→ **Task**:
Wherever the string "helmet" shows up in the records below, return that line.

→ **Source data**:

○ ○ ○ ○ ○

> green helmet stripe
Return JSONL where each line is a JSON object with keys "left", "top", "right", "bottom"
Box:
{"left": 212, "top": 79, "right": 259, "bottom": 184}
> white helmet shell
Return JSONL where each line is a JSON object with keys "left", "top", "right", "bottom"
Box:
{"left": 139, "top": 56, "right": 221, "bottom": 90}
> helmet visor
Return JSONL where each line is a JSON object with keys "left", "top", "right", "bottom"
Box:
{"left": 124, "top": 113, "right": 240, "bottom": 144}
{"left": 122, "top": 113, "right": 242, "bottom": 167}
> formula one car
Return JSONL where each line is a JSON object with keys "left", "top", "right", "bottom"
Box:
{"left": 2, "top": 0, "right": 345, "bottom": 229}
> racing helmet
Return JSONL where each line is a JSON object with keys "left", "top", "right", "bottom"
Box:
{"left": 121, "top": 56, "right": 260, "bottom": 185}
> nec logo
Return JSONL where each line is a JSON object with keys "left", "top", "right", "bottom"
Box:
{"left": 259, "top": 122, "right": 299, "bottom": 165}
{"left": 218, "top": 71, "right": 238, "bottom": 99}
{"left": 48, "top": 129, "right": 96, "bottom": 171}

○ ○ ○ ○ ○

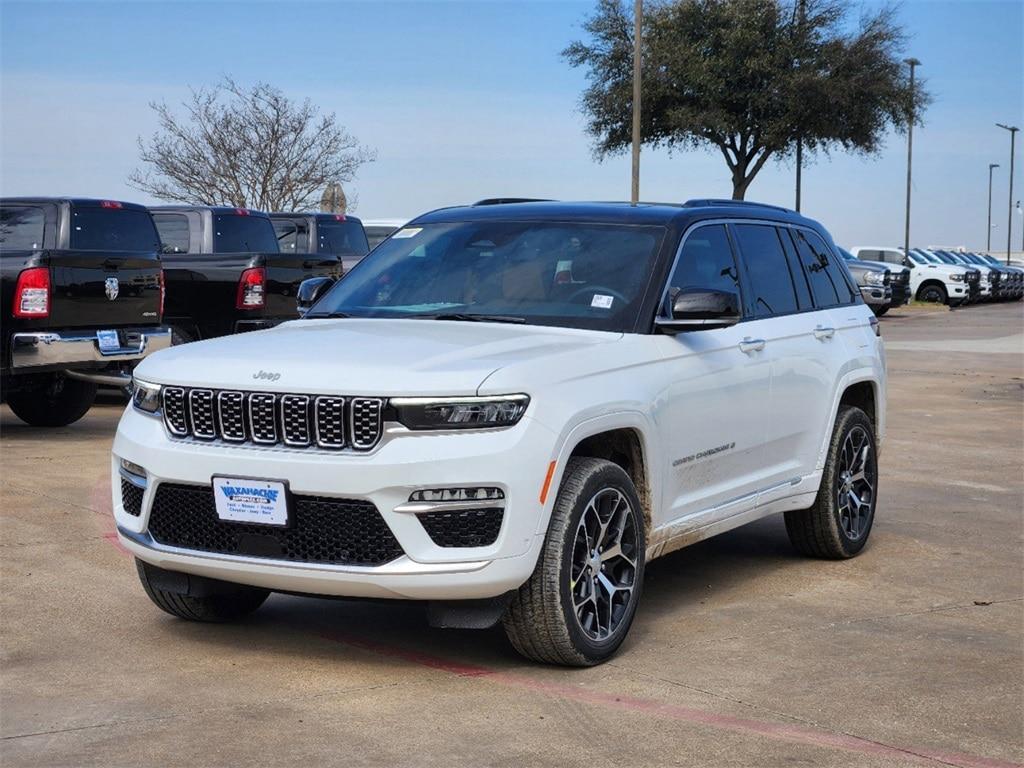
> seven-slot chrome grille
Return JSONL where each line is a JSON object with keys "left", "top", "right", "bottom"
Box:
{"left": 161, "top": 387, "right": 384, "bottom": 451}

○ ○ ○ ○ ○

→ **Written solution**:
> green helmet stripe
> white helmet shell
> helmet visor
> racing helmet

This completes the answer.